With one athlete less than in Rio, Nigeria sends 22 athletes to the Tokyo 2020 Paralympic Games hoping for a spectacular performance. Nigeria has been represented by athletes at every Paralympic Games since it first sent a delegation to the Games in 1992.
Mr Suleyman, General Secretary of Nigeria NPC expressed a lot of enthusiasm. “We do believe that our medal prospects are very high and we look to better our overall finishing ranking in comparison to Rio where we finished 17th. The athletes are in good spirits and are looking forward to the Games. Nigeria Para athletes are going for the kill,’’ he said.
The athletes from Para athletics, Para powerlifting, Para table tennis and Para rowing have trained together in a training camp bubble before their departure, leaving the team in high spirits.
“We are so excited to have our athletes train together in this camp after a very long time due to Covid-19. The athletes are in good spirits and are looking forward to the Games,” Suleyman commented.
The officials from Nigeria have high expectations of their team, with a number of athletes hopeful for gold.
Powerlifting has been Nigeria's most successful sport in its Games history, providing 21 of its 36 gold medals. Lucy Ejike, five-time Paralympic medallist is looking forward to sixth Games and hoping to add to her powerlifting medal haul. "I am surely aiming a gold medal, though I know it will not be a walk in the park. I am very much ready for the Games, I am in good shape despite the postponement of the Games and Covid restrictions that slowed down our training schedules."
However, she remarked towards the strength of her competitors. “I know a lot of athletes are working hard towards good results, I look forward to seeing my greatest rival in powerlifting, Amalia Perez of Mexico.”
Tajudeen Agunbiade is a Para table tennis player of class 9 who is aiming to repeat his 2000 Sydney gold history at the Tokyo Games. He mentioned that his greatest competitor was Laurens Devos from Belgium, Rio 2016 gold medallist, but training with a range of capable athletes has helped him improve. His motto is: “Victory is my quest”.
Another one to watch is Ijomah Okoroafor Kingsley. While he only joined the Nigerian team in 2018, after initially training in Great Britain, he qualified for the Paralympic Games at the 2019 African Olympic and Paralympic Qualification Regatta in Tunisia.
“It’s quite interesting sharing the space with the rest of the Nigerian athletes. They’re world champions in powerlifting, in table tennis and in javelin, but rowing just doesn’t exist at that level yet. It’s a big deal for Nigeria.”
But it hasn’t sunk in yet that he’s here in Tokyo representing his birth country. “It still feels completely surreal. Literally, I woke up this morning thinking ‘I am still in Tokyo, right?'," Kingsley concluded.

Prompt 1 = According to the article on Nigeria's Tokyo 2020 Paralympic team, how many of Nigeria's Paralympic gold medals has powerlifting provided?
Prompt 2 = Repeat everything in the article on Nigeria's Tokyo 2020 Paralympic team from "With one athlete" down to "Games in 1992.".

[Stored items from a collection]
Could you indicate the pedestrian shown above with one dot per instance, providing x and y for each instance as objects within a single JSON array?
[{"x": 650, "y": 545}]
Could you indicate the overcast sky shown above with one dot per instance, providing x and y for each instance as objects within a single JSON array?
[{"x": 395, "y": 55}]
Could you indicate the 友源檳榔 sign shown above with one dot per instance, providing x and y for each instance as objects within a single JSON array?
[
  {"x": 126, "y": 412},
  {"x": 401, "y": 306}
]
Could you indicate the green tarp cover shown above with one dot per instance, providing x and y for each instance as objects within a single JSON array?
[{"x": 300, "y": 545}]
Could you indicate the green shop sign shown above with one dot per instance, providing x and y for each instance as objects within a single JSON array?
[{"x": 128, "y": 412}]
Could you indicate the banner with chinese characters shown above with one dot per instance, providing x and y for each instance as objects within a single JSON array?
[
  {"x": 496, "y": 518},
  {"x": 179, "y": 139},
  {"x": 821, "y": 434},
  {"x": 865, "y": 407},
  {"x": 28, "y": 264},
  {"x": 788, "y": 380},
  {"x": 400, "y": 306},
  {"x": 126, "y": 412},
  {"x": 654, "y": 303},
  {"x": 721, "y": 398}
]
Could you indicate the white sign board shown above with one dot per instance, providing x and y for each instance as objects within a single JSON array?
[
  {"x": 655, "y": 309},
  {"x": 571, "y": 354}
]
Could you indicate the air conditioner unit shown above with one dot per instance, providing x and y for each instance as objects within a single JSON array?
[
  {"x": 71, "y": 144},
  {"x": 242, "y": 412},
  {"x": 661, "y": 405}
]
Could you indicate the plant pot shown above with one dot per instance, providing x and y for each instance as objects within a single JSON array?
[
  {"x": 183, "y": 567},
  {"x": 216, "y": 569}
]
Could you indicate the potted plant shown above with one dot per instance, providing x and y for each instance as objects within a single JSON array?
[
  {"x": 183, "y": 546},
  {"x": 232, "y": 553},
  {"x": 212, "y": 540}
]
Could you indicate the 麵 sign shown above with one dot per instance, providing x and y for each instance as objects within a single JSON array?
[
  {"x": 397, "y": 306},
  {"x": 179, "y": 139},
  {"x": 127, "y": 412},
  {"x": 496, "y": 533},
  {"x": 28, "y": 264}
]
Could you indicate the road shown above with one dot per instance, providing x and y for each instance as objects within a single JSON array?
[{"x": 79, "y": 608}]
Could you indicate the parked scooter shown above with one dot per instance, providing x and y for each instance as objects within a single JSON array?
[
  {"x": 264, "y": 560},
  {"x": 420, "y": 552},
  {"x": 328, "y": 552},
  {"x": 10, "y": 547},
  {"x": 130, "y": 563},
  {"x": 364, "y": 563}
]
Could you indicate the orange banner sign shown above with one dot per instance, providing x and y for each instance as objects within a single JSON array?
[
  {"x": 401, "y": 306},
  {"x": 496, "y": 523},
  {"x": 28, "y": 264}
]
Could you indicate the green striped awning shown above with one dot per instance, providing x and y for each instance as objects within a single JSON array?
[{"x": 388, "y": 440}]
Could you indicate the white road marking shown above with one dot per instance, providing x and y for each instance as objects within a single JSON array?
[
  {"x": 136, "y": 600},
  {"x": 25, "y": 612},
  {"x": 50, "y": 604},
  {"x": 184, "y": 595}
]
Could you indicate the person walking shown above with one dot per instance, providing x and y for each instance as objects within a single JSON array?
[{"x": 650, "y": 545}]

Worked solution 1 = Powerlifting has provided 21 of Nigeria's 36 gold medals.

Worked solution 2 =
With one athlete less than in Rio, Nigeria sends 22 athletes to the Tokyo 2020 Paralympic Games hoping for a spectacular performance. Nigeria has been represented by athletes at every Paralympic Games since it first sent a delegation to the Games in 1992.